◆ **Task to carry out**
After locating the line with "Category: sky" in the data that follows, return it and every later line exactly, up to and including the line with "Category: fish pectoral fin".

◆ **Material for the task**
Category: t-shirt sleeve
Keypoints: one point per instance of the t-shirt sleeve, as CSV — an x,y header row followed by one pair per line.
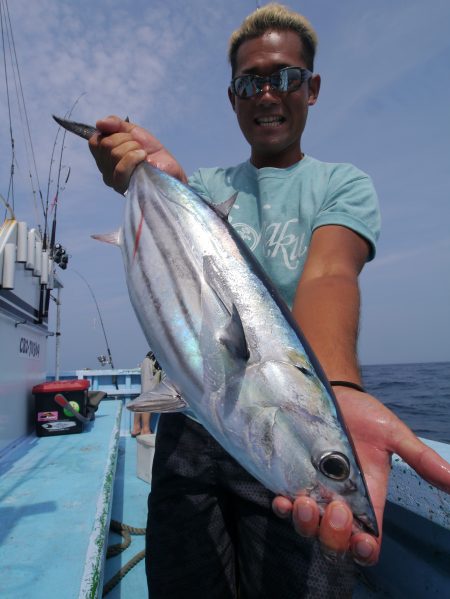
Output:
x,y
351,201
197,183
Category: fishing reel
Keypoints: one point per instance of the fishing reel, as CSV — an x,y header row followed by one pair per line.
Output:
x,y
60,256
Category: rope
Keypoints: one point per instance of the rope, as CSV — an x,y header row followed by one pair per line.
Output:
x,y
126,531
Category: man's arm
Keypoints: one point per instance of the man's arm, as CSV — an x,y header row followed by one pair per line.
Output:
x,y
327,300
326,307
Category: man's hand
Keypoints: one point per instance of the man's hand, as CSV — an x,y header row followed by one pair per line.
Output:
x,y
377,433
120,146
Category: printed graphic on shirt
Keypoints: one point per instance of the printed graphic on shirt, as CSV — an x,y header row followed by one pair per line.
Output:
x,y
248,234
279,241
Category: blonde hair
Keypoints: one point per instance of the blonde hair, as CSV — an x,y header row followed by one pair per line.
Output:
x,y
276,17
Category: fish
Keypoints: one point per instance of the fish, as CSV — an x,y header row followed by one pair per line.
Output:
x,y
229,345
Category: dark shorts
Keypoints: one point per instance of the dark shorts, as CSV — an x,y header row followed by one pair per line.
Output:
x,y
212,534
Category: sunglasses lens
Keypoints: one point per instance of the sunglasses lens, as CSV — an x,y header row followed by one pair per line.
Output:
x,y
288,79
244,87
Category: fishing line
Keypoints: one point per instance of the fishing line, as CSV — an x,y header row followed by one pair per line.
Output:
x,y
99,315
7,33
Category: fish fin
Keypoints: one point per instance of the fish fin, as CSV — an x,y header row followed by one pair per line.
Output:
x,y
114,238
232,334
163,398
223,209
233,338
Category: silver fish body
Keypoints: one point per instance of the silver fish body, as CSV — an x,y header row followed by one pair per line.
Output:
x,y
230,346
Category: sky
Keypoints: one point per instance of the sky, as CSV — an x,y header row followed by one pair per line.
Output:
x,y
384,106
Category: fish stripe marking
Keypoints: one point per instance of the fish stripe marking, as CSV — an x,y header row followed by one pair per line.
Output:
x,y
153,296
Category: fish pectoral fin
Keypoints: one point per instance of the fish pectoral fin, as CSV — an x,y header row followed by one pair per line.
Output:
x,y
114,238
232,334
163,398
224,208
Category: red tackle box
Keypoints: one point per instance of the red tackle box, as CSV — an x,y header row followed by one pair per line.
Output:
x,y
52,418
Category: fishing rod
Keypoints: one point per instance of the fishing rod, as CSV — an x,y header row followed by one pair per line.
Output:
x,y
58,183
45,294
9,49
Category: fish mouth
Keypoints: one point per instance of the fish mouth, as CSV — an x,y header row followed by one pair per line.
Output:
x,y
271,121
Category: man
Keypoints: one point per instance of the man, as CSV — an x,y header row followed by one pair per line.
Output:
x,y
211,530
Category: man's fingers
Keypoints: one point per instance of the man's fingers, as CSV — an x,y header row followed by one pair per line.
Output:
x,y
113,124
336,528
306,516
124,169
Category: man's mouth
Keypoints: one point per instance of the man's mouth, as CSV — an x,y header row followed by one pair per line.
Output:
x,y
270,121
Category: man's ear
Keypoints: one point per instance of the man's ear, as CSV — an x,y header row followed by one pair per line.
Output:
x,y
314,88
232,99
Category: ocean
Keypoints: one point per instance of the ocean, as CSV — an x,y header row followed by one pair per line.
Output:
x,y
418,393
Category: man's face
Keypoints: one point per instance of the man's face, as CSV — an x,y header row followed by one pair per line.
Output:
x,y
273,122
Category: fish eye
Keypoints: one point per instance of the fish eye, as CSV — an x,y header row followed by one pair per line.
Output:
x,y
304,370
334,465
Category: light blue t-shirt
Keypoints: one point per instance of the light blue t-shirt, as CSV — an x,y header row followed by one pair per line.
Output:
x,y
277,210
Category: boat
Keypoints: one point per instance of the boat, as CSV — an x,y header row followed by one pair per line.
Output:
x,y
28,278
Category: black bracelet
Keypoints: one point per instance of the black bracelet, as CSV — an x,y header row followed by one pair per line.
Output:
x,y
347,384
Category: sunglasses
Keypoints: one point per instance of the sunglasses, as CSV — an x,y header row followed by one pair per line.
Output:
x,y
288,80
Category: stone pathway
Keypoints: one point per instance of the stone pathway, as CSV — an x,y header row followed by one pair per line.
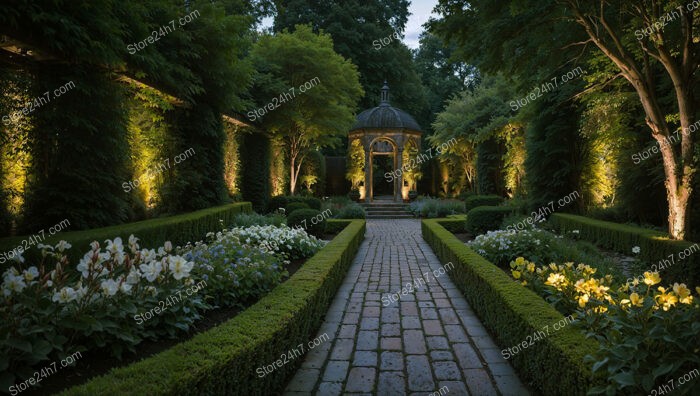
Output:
x,y
424,342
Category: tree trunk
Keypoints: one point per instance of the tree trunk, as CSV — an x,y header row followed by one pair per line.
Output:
x,y
678,169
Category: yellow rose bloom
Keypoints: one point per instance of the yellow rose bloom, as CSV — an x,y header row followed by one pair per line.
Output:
x,y
636,300
683,293
651,278
583,300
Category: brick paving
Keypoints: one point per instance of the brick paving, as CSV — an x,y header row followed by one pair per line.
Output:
x,y
428,340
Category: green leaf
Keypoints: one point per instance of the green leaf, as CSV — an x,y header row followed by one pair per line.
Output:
x,y
626,379
662,370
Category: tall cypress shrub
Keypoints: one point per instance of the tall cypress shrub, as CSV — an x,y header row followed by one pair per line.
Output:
x,y
79,150
489,167
255,170
554,148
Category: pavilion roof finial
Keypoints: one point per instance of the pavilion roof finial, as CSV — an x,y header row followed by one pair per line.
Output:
x,y
385,94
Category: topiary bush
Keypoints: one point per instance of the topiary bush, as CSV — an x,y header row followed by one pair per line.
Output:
x,y
486,218
482,200
311,220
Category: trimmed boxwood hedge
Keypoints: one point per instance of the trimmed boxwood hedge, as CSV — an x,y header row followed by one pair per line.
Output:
x,y
654,245
482,200
224,359
511,312
486,218
291,207
178,229
281,201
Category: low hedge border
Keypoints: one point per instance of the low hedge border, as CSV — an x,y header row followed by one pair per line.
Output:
x,y
334,226
454,223
486,218
512,312
224,359
654,246
482,200
152,233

◆ **Exercise result**
Category: sky
Keypoints: one point per instance of the sky, as CSV — an x,y header row followed by one pair per line.
Output:
x,y
384,106
Category: fish stripe marking
Keypoints: one point per instance of the fish stripe marking, as CSV — an x,y header row followed by one pair per line.
Output:
x,y
153,296
Category: fish pectoral fin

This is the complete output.